# Goal of the exercise
Extract each record and reproduce it exactly.
··· Data provided
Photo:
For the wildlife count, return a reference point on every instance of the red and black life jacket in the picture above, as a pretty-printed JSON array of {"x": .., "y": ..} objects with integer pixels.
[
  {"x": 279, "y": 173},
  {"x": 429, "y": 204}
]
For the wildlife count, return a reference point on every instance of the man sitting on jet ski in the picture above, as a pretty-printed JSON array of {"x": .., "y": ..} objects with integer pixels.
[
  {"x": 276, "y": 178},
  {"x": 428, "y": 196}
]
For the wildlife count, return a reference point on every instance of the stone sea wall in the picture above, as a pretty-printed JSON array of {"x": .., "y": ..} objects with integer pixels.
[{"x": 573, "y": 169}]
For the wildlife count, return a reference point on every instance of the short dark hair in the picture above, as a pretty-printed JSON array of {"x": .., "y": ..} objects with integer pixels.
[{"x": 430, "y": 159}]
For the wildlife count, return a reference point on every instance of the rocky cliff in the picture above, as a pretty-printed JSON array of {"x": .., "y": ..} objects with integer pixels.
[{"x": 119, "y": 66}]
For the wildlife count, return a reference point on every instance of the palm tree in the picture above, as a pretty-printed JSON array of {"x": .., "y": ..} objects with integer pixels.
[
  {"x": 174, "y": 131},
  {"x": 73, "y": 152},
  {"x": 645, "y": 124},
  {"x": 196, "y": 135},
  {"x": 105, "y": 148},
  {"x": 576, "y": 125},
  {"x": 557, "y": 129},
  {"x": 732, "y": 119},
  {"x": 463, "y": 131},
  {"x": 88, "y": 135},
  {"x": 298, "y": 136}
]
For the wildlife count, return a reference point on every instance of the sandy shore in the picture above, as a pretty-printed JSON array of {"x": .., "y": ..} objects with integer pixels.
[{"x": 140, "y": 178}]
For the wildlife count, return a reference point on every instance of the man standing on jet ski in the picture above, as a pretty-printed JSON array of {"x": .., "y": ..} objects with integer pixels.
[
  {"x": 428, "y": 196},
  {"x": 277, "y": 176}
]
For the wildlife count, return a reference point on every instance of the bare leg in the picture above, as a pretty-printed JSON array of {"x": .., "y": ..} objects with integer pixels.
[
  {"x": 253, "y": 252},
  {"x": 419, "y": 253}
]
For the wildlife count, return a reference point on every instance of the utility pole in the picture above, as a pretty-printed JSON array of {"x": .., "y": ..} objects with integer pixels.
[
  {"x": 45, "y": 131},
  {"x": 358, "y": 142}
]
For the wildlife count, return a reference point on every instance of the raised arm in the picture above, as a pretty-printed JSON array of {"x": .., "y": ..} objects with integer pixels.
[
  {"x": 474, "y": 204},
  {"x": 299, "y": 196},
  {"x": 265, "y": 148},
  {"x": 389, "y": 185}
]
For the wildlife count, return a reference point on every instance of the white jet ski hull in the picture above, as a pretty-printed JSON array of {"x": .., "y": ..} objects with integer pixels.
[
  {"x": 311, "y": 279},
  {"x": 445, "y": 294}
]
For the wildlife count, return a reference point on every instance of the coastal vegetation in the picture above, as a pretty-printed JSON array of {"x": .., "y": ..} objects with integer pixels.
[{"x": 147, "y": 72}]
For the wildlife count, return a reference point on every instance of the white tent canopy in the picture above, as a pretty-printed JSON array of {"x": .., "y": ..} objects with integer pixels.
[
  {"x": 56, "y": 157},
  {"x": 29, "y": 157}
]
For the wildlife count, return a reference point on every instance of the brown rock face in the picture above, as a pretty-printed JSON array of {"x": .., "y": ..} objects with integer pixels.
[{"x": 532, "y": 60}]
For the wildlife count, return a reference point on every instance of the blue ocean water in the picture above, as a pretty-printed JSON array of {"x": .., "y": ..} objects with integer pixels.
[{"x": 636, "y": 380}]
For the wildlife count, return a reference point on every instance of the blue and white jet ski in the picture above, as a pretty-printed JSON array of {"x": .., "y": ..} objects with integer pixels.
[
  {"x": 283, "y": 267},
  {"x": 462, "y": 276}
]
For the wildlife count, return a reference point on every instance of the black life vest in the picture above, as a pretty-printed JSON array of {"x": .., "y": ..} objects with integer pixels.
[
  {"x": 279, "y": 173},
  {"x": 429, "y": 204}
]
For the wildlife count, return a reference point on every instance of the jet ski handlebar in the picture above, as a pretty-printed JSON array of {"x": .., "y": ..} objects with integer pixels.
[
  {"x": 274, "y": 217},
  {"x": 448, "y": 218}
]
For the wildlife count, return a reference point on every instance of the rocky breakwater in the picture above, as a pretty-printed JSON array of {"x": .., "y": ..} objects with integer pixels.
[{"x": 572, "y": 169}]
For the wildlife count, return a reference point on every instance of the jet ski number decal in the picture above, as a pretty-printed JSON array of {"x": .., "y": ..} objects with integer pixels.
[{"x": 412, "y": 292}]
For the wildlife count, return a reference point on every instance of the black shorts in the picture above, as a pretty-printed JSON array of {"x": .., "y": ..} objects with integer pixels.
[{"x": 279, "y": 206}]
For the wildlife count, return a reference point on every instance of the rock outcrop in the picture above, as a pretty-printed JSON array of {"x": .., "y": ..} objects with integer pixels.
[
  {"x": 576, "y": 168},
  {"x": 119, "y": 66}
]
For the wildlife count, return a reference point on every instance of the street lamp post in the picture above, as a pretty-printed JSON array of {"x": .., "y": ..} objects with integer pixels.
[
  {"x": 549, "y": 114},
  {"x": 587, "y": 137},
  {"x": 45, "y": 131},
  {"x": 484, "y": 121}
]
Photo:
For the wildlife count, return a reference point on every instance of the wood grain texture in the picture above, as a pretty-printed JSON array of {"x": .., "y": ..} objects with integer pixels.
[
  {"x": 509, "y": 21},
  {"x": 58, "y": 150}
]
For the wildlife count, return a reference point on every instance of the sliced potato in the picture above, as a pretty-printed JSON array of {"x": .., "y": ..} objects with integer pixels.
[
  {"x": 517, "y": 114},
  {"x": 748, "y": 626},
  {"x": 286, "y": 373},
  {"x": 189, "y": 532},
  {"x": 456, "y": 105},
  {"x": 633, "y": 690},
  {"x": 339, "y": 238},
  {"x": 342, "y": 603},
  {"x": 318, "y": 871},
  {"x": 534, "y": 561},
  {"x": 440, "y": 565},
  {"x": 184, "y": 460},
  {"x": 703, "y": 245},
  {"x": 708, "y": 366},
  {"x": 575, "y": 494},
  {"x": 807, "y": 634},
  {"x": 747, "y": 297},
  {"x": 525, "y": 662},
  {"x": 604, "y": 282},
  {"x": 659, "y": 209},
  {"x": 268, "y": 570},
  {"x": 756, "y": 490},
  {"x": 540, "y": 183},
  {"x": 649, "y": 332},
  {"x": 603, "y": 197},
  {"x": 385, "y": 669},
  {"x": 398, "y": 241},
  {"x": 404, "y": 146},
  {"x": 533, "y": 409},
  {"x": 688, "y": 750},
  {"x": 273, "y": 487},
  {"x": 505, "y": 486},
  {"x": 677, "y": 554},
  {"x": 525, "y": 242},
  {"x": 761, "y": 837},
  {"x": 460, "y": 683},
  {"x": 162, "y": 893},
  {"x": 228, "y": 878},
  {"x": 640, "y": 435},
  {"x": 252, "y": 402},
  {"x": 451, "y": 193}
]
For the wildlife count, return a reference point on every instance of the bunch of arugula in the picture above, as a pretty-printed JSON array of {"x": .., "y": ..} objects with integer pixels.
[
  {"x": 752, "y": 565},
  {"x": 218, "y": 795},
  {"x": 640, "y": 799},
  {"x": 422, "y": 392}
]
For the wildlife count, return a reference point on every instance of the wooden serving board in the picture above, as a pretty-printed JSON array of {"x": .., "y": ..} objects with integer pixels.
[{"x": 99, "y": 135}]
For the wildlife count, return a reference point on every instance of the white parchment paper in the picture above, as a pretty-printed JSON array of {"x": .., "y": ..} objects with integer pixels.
······
# Written answer
Photo:
For the wildlife count, return a reference point on every instance of the red and black life jacket in the picture above, as a pretty-printed JSON array of {"x": .., "y": ..} objects with integer pixels.
[
  {"x": 279, "y": 173},
  {"x": 429, "y": 204}
]
For the wildlife count, return a reference point on every instance of the man sitting on jet ski in the picture above, as a pretty-printed JSON array of {"x": .., "y": ..} objects with integer pixels.
[
  {"x": 276, "y": 178},
  {"x": 428, "y": 196}
]
For the wildlife count, return a reference point on every instance of the stone sea wall in the picture above, as a pretty-printed JSON array of {"x": .., "y": ..} objects with integer pixels.
[{"x": 573, "y": 169}]
For the wildlife count, return a reference point on every instance of the short dark hair in the picture above, as a pretty-printed JSON array of {"x": .., "y": ..} objects with integer pixels.
[{"x": 430, "y": 159}]
For the wildlife count, return a reference point on every instance of the rocky cliff in the picture above, as a pretty-printed JSON array of {"x": .., "y": ..} objects with integer pixels.
[{"x": 119, "y": 66}]
For the wildlife count, return a reference point on every instance of the palm tree in the picture above, as a pretty-printed JSON array of {"x": .., "y": ..} objects with integer pixels.
[
  {"x": 174, "y": 131},
  {"x": 73, "y": 152},
  {"x": 645, "y": 124},
  {"x": 196, "y": 135},
  {"x": 105, "y": 148},
  {"x": 576, "y": 125},
  {"x": 557, "y": 129},
  {"x": 732, "y": 119},
  {"x": 463, "y": 131},
  {"x": 88, "y": 135},
  {"x": 298, "y": 136}
]
For the wildlife count, return a reference point on every instance of the sandy shore in the picture above, as a pretty-printed JSON array of {"x": .., "y": ..} objects with integer pixels.
[{"x": 140, "y": 178}]
For the wildlife count, return a reference point on every instance of the man standing on jet ski in the picture above, as a pretty-printed JSON array of {"x": .., "y": ..} objects with integer pixels.
[
  {"x": 428, "y": 196},
  {"x": 277, "y": 176}
]
For the wildlife count, return a reference point on every instance of the bare leg in the picture above, as a pretty-printed JSON array of {"x": .., "y": ..} objects with integer pixels.
[
  {"x": 253, "y": 252},
  {"x": 419, "y": 253}
]
For the wildlife count, return a reference point on every instance of the utility pole in the picture above, as a pretty-printed JSON array of {"x": .., "y": ..} objects with integer pixels.
[
  {"x": 45, "y": 131},
  {"x": 358, "y": 142}
]
For the wildlife count, return a reference point on every instance of the raised arm in the picture above, as a pretty-printed JSON array of {"x": .., "y": ..} objects with integer pixels.
[
  {"x": 474, "y": 204},
  {"x": 299, "y": 196},
  {"x": 265, "y": 148},
  {"x": 389, "y": 185}
]
For the wildlife count, return a reference point on every instance of the white jet ski hull in the picture above, as a pretty-printed JSON array of {"x": .., "y": ..} objects with integer pixels.
[
  {"x": 311, "y": 279},
  {"x": 445, "y": 294}
]
For the wildlife count, return a reference point on every instance of the coastal vegetation in the picture above, as a pretty-printed JSON array of {"x": .., "y": ..} objects with integer pixels.
[{"x": 147, "y": 72}]
For the wildlife count, return a reference point on every instance of the white tent canopy in the picture above, as a pretty-printed JSON array of {"x": .., "y": ..} objects with integer pixels.
[
  {"x": 56, "y": 157},
  {"x": 29, "y": 157}
]
For the wildlife count, return a reference point on every instance of the brown rock face in the picture above, as a pretty-printed JSON array of {"x": .., "y": ..} objects with integer pixels.
[{"x": 532, "y": 60}]
For the wildlife count, return a reference point on every instance of the blue ocean water in the picture above, as a pretty-printed JSON array of {"x": .., "y": ..} objects with integer pixels.
[{"x": 636, "y": 380}]
For the wildlife count, return a reference point on every instance of the blue and white jet ski in the picture above, as a pretty-printed JSON array of {"x": .., "y": ..} objects with integer pixels.
[
  {"x": 283, "y": 267},
  {"x": 462, "y": 276}
]
For the wildlife count, return a reference point on every instance of the black life vest in the picture above, as a pretty-printed JSON array of {"x": .., "y": ..} objects with integer pixels.
[
  {"x": 279, "y": 173},
  {"x": 429, "y": 204}
]
For the wildlife count, return a reference point on every instance of the jet ski handlebar in the picture above, as a pretty-printed JSON array of {"x": .., "y": ..} objects with integer pixels.
[
  {"x": 274, "y": 217},
  {"x": 448, "y": 218}
]
For the wildlife count, return a reference point on every instance of the rocky breakwater in the picture above, as a pretty-printed JSON array of {"x": .., "y": ..} objects with integer pixels.
[{"x": 572, "y": 169}]
For the wildlife count, return a reference point on every instance of the jet ski number decal in the picture above, as a pretty-printed JSON array of {"x": .., "y": ..} objects with integer pixels.
[{"x": 412, "y": 292}]
For the wildlife count, return a reference point on every instance of the black shorts in the picture above, as a pretty-printed JSON array of {"x": .., "y": ..} objects with integer pixels.
[{"x": 279, "y": 206}]
For the wildlife count, return a reference point on every instance of the rock outcrop in the picture above, as a pretty-printed JSON array of {"x": .., "y": ..} objects with integer pixels.
[
  {"x": 576, "y": 168},
  {"x": 119, "y": 66}
]
For the wildlife count, return a reference point on every instance of the street lamp post in the picture above, as a pretty-printed JSON array of {"x": .., "y": ..} objects with integer pixels.
[
  {"x": 549, "y": 114},
  {"x": 587, "y": 137},
  {"x": 45, "y": 131},
  {"x": 484, "y": 121}
]
Photo:
For the wildlife count, return a reference point on every instance of the wood grain texture in the picture above, as a pretty-printed JSON array of {"x": .., "y": ..} objects with integer pixels.
[
  {"x": 509, "y": 21},
  {"x": 58, "y": 150}
]
For the wildlife count, return a reference point on every instance of the sliced potato in the picture above, as a pretty-printed JSON array of {"x": .., "y": ..} objects with integer pixels.
[
  {"x": 517, "y": 114},
  {"x": 748, "y": 626},
  {"x": 286, "y": 373},
  {"x": 189, "y": 532},
  {"x": 456, "y": 105},
  {"x": 633, "y": 690},
  {"x": 339, "y": 238},
  {"x": 342, "y": 603},
  {"x": 318, "y": 871},
  {"x": 534, "y": 561},
  {"x": 440, "y": 565},
  {"x": 184, "y": 460},
  {"x": 703, "y": 245},
  {"x": 708, "y": 366},
  {"x": 575, "y": 494},
  {"x": 807, "y": 634},
  {"x": 747, "y": 297},
  {"x": 525, "y": 662},
  {"x": 604, "y": 282},
  {"x": 659, "y": 209},
  {"x": 268, "y": 570},
  {"x": 756, "y": 490},
  {"x": 540, "y": 183},
  {"x": 649, "y": 332},
  {"x": 603, "y": 197},
  {"x": 385, "y": 669},
  {"x": 398, "y": 241},
  {"x": 404, "y": 146},
  {"x": 533, "y": 409},
  {"x": 688, "y": 750},
  {"x": 273, "y": 487},
  {"x": 505, "y": 486},
  {"x": 677, "y": 554},
  {"x": 525, "y": 242},
  {"x": 761, "y": 837},
  {"x": 460, "y": 683},
  {"x": 162, "y": 893},
  {"x": 228, "y": 878},
  {"x": 640, "y": 435},
  {"x": 252, "y": 402},
  {"x": 451, "y": 193}
]
For the wildlife count, return a reference point on every instance of the bunch of arugula in the picture above, as a pretty-printed JSON array of {"x": .., "y": ..} objects with integer pixels.
[
  {"x": 752, "y": 565},
  {"x": 218, "y": 795},
  {"x": 640, "y": 799},
  {"x": 422, "y": 392}
]
For the wildlife count, return a reference point on every instance of the wooden serving board in the picture above, as a pretty-printed JSON array of {"x": .., "y": ..} objects with integer pixels.
[{"x": 99, "y": 135}]
For the wildlife count, return a reference point on every instance of the white parchment paper in the picture above, as a pretty-printed JSON array of {"x": .., "y": ..} objects with integer pixels.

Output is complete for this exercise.